"""
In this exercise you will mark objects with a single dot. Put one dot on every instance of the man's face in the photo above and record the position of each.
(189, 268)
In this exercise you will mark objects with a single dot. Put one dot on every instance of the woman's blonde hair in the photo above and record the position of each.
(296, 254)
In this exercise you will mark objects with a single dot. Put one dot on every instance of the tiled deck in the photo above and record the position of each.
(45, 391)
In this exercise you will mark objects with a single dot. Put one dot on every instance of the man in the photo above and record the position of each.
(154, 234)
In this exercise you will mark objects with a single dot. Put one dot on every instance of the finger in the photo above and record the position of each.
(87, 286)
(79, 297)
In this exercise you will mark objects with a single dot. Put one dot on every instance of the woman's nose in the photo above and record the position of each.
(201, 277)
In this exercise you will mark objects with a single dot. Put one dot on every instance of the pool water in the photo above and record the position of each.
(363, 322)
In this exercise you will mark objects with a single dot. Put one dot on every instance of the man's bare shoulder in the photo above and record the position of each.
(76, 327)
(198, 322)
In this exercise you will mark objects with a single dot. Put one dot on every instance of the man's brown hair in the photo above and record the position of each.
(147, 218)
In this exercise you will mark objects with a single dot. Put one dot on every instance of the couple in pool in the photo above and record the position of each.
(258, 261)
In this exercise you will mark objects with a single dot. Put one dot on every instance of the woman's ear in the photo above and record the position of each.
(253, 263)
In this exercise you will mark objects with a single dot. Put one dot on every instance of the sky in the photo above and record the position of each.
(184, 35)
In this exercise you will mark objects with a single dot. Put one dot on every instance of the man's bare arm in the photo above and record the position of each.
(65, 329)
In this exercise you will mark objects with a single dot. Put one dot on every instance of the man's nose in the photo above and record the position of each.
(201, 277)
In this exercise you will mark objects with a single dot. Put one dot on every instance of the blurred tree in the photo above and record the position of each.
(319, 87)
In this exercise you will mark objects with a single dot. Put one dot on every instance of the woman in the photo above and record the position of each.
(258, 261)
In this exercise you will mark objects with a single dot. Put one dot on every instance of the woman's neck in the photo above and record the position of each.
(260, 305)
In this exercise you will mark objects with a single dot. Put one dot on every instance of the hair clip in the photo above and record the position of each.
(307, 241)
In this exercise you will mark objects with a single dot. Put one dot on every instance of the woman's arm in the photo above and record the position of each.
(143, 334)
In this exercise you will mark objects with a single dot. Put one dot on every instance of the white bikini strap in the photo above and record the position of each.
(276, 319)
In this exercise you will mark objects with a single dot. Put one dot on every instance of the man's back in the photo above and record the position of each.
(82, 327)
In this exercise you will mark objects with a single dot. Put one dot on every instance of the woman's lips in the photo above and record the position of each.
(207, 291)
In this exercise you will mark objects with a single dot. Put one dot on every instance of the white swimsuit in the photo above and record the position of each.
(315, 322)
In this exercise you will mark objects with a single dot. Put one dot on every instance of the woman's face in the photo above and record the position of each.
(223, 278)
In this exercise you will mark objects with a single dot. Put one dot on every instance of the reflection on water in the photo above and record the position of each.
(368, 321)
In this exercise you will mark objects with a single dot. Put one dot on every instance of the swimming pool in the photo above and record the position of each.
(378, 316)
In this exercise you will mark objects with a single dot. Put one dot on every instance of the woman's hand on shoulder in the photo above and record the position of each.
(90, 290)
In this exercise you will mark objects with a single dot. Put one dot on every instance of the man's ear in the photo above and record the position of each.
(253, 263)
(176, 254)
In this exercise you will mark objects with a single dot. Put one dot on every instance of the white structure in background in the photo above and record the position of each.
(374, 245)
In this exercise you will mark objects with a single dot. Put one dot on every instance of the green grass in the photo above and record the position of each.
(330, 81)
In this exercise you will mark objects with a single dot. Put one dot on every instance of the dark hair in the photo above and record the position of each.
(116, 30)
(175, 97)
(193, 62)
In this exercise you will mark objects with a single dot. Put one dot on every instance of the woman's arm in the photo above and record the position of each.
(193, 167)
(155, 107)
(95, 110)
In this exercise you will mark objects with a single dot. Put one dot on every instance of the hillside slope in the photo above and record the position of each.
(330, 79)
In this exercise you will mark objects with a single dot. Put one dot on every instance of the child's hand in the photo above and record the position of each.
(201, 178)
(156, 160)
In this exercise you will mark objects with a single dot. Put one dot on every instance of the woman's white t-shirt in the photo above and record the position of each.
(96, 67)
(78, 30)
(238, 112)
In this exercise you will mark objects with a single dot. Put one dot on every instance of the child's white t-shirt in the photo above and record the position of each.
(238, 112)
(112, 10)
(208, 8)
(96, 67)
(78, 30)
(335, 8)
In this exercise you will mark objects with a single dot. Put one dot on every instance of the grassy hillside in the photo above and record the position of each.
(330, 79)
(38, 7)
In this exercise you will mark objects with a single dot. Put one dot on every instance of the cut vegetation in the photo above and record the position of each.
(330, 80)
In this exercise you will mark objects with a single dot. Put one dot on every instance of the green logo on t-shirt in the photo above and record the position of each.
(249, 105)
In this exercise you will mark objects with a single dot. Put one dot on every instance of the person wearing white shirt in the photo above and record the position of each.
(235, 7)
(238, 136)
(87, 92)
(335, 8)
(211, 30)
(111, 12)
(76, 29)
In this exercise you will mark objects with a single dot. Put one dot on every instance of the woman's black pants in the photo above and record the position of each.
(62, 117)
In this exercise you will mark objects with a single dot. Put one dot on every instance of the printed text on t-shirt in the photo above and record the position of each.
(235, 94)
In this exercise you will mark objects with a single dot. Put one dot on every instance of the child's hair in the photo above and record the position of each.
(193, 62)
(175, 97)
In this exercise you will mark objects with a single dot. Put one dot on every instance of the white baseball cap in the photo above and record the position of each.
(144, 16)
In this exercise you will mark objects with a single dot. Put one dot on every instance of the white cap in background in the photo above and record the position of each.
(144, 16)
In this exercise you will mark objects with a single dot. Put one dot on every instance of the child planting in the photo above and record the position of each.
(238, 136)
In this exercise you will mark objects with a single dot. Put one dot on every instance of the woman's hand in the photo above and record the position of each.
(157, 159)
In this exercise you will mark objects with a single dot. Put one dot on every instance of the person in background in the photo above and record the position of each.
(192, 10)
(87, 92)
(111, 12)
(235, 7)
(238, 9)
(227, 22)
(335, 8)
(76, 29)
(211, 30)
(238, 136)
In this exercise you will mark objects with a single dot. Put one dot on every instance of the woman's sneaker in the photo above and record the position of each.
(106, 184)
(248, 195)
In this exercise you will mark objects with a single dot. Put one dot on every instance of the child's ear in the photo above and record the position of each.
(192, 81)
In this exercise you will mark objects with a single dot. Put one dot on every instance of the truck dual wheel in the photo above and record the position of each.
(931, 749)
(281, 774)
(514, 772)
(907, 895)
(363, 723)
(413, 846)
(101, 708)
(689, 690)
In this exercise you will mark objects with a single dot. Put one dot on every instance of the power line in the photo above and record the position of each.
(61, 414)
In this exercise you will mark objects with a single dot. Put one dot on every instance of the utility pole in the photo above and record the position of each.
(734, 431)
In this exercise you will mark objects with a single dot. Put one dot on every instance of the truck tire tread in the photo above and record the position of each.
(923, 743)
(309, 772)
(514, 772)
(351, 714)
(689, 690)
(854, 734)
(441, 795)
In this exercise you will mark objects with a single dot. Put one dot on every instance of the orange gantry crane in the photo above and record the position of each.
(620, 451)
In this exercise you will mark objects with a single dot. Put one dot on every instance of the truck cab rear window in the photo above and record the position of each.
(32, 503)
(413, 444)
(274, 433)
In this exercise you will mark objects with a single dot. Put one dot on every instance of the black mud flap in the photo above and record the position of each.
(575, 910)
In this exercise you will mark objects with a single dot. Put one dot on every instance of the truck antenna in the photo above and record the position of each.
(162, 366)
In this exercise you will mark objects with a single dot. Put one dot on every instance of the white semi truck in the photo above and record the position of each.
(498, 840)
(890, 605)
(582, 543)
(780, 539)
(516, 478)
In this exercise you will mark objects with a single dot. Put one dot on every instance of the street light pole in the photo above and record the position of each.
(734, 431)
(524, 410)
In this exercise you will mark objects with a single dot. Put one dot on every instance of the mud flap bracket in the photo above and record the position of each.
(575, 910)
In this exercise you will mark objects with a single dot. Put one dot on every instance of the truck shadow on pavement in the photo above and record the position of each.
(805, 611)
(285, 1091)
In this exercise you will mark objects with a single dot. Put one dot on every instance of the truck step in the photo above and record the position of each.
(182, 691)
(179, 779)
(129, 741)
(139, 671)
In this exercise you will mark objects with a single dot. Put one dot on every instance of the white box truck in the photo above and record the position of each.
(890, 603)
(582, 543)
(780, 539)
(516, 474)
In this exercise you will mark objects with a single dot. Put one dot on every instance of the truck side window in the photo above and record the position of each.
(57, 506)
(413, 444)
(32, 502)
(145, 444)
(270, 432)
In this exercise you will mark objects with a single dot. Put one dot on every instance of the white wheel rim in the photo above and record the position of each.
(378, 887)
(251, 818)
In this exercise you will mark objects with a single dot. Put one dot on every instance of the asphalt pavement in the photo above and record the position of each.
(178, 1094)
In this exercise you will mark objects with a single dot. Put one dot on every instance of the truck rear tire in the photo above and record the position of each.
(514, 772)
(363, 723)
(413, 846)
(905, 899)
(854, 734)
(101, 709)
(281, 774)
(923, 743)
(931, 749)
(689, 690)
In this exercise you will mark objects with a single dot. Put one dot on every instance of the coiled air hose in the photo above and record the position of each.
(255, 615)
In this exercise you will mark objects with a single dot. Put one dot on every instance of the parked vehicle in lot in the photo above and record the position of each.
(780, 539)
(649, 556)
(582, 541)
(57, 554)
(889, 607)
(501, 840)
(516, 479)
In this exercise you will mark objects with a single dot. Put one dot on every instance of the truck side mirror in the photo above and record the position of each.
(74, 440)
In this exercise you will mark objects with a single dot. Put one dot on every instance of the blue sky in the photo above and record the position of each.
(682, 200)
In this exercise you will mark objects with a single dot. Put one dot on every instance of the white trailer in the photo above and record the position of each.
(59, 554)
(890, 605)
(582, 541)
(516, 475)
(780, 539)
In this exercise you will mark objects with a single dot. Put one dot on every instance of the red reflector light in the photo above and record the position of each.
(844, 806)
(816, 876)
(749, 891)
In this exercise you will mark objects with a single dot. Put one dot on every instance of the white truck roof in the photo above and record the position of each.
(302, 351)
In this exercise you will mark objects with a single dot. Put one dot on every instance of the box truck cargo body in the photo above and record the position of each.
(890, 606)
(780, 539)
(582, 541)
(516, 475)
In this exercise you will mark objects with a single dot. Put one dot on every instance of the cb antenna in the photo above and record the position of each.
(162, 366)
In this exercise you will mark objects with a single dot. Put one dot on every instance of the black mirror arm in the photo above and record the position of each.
"""
■ SHORT EXERCISE
Extract, exactly as they appear, the lines from the one containing "truck side mirror" through the final line.

■ OUTPUT FOR THIS EXERCISE
In this exercise you will mark objects with a single dot. Put one dot on every instance of the truck side mirror in the photo above and record the position of each.
(74, 440)
In this exercise you will mark objects with a single dot. Put one dot on every instance of the blue sky in the photo above and record the position of each.
(682, 200)
In this exercise you will mark objects with a single dot. Put one dot on every instance of the white trailer in the photo above and record the position of each.
(59, 554)
(890, 605)
(582, 541)
(516, 475)
(780, 539)
In this exercise you will mark objects with a single dot. Put one dot on every instance of the red reflector light in the photo above and record the position of each.
(844, 806)
(816, 876)
(749, 891)
In this exercise you will mark objects with a single dot. Put one dot on every instance of the white truck roof in the photo above and record the position of each.
(302, 351)
In this exercise you will mark objects with a single dot. Put one dot on every instance of the box truck cargo body in the photo above and record the position of each.
(890, 606)
(780, 539)
(582, 541)
(516, 475)
In this exercise you will mark objects with a single dot. Put one dot on every instance of the cb antenna in the photo above and record the position of each.
(162, 366)
In this exercise you will mark objects with a single dot. Put one dot on every instance of the black mirror arm in the photo above and record the position of each.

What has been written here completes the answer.